- **Prompt**
Repeat the entries below exactly. Drop the pictures.

Available data START

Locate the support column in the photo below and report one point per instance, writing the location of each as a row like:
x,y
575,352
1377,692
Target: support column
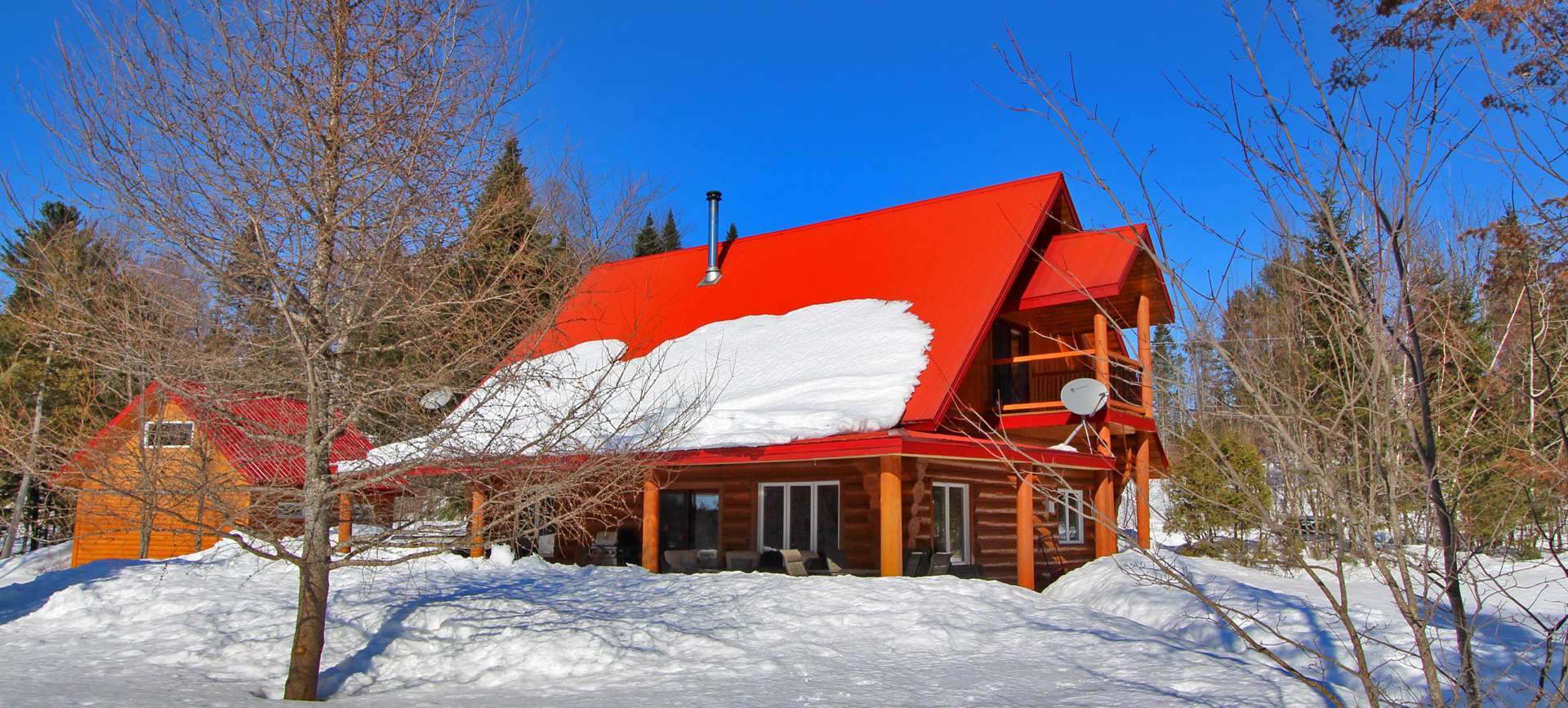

Available data END

- **Output for this task**
Locate the support column in the photo below and report one point per instance, writing the location of each as a row like:
x,y
575,352
1377,692
Target: support column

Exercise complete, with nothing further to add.